─── Quoted passage

Another thing I did wrong was to leave it soak for days. I used a big mineral tub for cattle that i cleaned out and put about 50 bottles in it. I hope I can save them but I have some Amazing Gooseberry wine I need to bottle and don't want to hurt it.


----------



## 1d10t (Aug 5, 2019)

The vinegar is volatile. Drain upside down and sniff the bottles to make sure it is all evaporated. I use Starsan in RO water to do my final bottle prep and then put in a rack upside down to drain. That leaves the bottles pretty clean.


----------



## Brettanomyces (Aug 5, 2019)

I've had this issue when life gets in the way. On some occasions, I've just pitched bottles as getting this film off is too troublesome.

A second soak in PBW or Oxyclean, no more than 6 hours, followed by some kind of acidic rinse (vinegar, Star San, etc.) often works. Sometimes it doesn't.

──────
─── Raw data

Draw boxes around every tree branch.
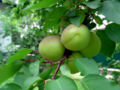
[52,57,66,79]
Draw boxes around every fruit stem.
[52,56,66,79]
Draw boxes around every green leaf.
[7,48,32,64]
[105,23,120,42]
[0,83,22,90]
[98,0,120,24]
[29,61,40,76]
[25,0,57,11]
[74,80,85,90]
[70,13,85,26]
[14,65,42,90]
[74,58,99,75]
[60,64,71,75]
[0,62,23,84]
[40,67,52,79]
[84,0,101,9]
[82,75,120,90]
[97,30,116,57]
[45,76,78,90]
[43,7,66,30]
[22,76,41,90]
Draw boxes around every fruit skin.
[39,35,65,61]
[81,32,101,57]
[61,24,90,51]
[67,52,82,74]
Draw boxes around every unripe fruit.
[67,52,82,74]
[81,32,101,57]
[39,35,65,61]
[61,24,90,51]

──────
─── Raw data

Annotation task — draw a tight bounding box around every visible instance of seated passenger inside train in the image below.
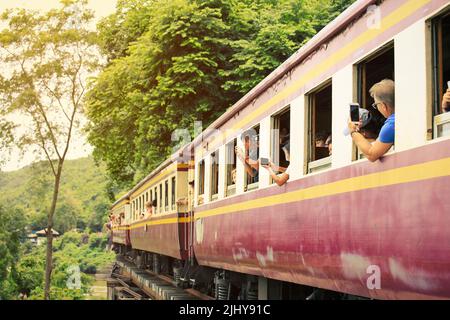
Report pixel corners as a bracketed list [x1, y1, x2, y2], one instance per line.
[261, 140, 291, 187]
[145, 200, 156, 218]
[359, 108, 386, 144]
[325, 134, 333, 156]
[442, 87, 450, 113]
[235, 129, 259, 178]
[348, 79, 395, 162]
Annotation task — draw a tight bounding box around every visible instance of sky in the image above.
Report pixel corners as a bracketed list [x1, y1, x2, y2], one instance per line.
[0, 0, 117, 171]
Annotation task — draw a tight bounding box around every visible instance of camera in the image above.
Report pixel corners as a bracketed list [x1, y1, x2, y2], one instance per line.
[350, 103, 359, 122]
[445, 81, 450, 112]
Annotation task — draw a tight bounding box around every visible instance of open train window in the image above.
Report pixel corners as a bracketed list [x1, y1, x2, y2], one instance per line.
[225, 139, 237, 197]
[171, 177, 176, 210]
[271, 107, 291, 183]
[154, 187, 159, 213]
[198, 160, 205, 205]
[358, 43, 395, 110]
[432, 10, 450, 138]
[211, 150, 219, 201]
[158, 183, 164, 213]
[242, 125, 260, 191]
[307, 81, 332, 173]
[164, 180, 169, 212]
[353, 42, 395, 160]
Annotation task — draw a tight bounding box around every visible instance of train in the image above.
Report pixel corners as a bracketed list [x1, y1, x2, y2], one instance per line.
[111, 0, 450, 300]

──────

» **Things to do**
**a.** In the bottle-cleaning thread, rewrite the part from "## Brettanomyces (Aug" to "Sometimes it doesn't.", replacing "Oxyclean" with "OxiClean".
**b.** In the bottle-cleaning thread, list every cleaning or sanitizing agent named in the post by Brettanomyces.
**c.** Based on the bottle-cleaning thread, answer yes or no for each statement and quote the words that decide it: (i) The post by 1d10t says the vinegar is volatile. (ii) The post by Brettanomyces recommends a second soak of at least 12 hours. (iii) The first writer put about 50 bottles in a mineral tub for cattle.

» **Expected results**
**a.**
## Brettanomyces (Aug 5, 2019)

I've had this issue when life gets in the way. On some occasions, I've just pitched bottles as getting this film off is too troublesome.

A second soak in PBW or OxiClean, no more than 6 hours, followed by some kind of acidic rinse (vinegar, Star San, etc.) often works. Sometimes it doesn't.

**b.** PBW, Oxyclean, vinegar, Star San

**c.**
(i) Yes: "The vinegar is volatile."
(ii) No: "no more than 6 hours"
(iii) Yes: "I used a big mineral tub for cattle that i cleaned out and put about 50 bottles in it."